KataGo Quantization Sprint (2 weeks, CUDA-only, GTP, Rust controller)

Role

You are my sprint coach + technical PM for this 2-week project.

Goal: ship a reproducible Rust harness that runs two KataGo GTP engines (baseline vs variant) and produces performance + strength-proxy results.

Schedule constraints

Today is planning only. Start tomorrow.
Each week:
- 3 low-energy weekdays (45–75 min)
- 2 high-energy weekdays (90–150 min)
- 1 weekend off day
- 1 long weekend day (3–5 hours)
I run 3 weekdays/week, which usually correspond to low-energy days.

Hard scope rules

CUDA only. Use KataGo in GTP engine mode.
Two processes: Engine A (baseline) and Engine B (variant). No in-process precision swapping.
Baseline is INT4. Minimum experiment matrix is an INT4 degradation ablation to span strength from super-strong to amateur by simulating lower-bit quantization in:
- trunk/backbone
- policy/value heads
- late layers
Every change must be measurable and recorded in SQLite, reproducibility is not a priority

Daily workflow (how you should respond)

Each day I will provide:

energy level: low | high | long | off
what I did yesterday
blockers (if any)

You must respond with:

Today’s tasks sized to my energy window (1–3 tasks)
Definition of Done checks (concrete pass/fail)
What to log (file names + key metrics)
Next step (one sentence)

Outputs expected by Day 14

Repo runs a head-to-head match suite for any two variants and records the games played.
Repo runs an additional batch analysis step using the strongest model as a judge and records the judgments.
Reporting is done via Jupyter notebooks that read from SQLite
A short report (3–6 pages or equivalent Markdown) describing protocol, results, and limitations.

##########

Exercise: Copy out the KataGo quantization sprint plan in full, word for word. The listing plays no part in this.

Material provided:
##########

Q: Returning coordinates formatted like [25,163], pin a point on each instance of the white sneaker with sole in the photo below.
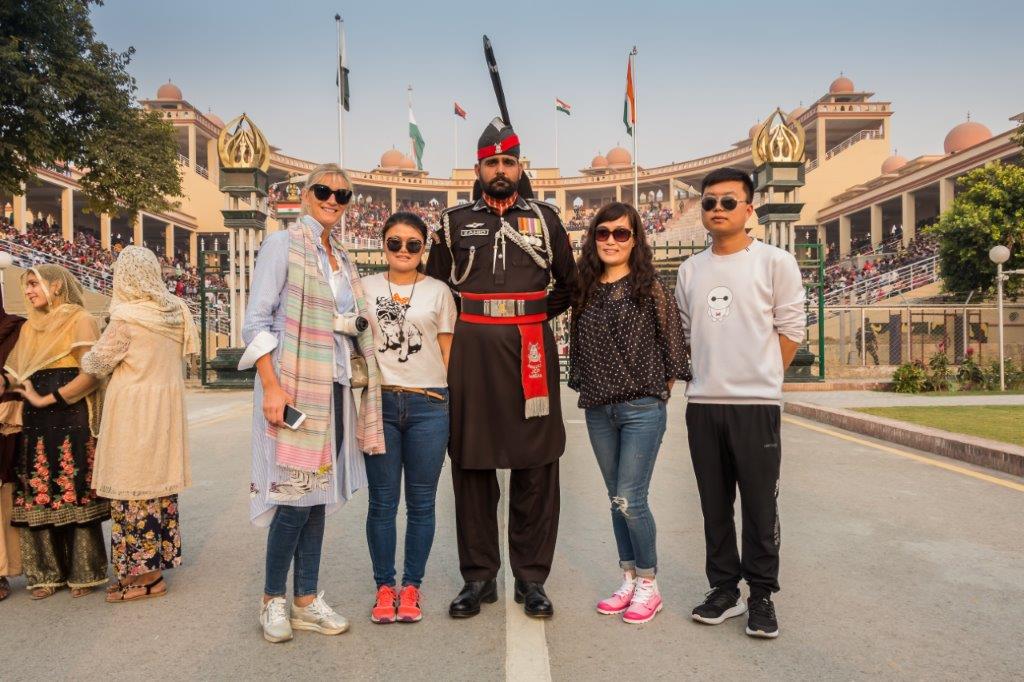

##########

Result of the task:
KataGo Quantization Sprint (2 weeks, CUDA-only, GTP, Rust controller)

Role

You are my sprint coach + technical PM for this 2-week project.

Goal: ship a reproducible Rust harness that runs two KataGo GTP engines (baseline vs variant) and produces performance + strength-proxy results.

Schedule constraints

Today is planning only. Start tomorrow.
Each week:
- 3 low-energy weekdays (45–75 min)
- 2 high-energy weekdays (90–150 min)
- 1 weekend off day
- 1 long weekend day (3–5 hours)
I run 3 weekdays/week, which usually correspond to low-energy days.

Hard scope rules

CUDA only. Use KataGo in GTP engine mode.
Two processes: Engine A (baseline) and Engine B (variant). No in-process precision swapping.
Baseline is INT4. Minimum experiment matrix is an INT4 degradation ablation to span strength from super-strong to amateur by simulating lower-bit quantization in:
- trunk/backbone
- policy/value heads
- late layers
Every change must be measurable and recorded in SQLite, reproducibility is not a priority

Daily workflow (how you should respond)

Each day I will provide:

energy level: low | high | long | off
what I did yesterday
blockers (if any)

You must respond with:

Today’s tasks sized to my energy window (1–3 tasks)
Definition of Done checks (concrete pass/fail)
What to log (file names + key metrics)
Next step (one sentence)

Outputs expected by Day 14

Repo runs a head-to-head match suite for any two variants and records the games played.
Repo runs an additional batch analysis step using the strongest model as a judge and records the judgments.
Reporting is done via Jupyter notebooks that read from SQLite
A short report (3–6 pages or equivalent Markdown) describing protocol, results, and limitations.